Required work -
Reproduce the listing below line for line, leaving out the pictures.

━━ Material provided

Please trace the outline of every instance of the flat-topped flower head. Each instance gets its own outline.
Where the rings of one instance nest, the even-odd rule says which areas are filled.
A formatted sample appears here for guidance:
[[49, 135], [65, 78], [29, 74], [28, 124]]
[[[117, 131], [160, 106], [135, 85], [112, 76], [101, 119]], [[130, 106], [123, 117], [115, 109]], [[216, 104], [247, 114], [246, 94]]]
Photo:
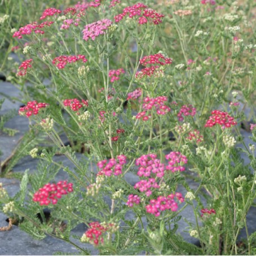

━━━━

Correct response -
Please trace the outline of every instance of the flat-topped flower head. Each instance gets its own outline.
Where the rings of one instance nest, the even-odd rule says which areas are filled.
A formatted sample appears here for guidance:
[[49, 135], [65, 78], [29, 74], [28, 124]]
[[[117, 131], [160, 106], [135, 85], [112, 76], [101, 119]], [[130, 106], [123, 117], [115, 109]], [[216, 104], [247, 114], [246, 94]]]
Photo:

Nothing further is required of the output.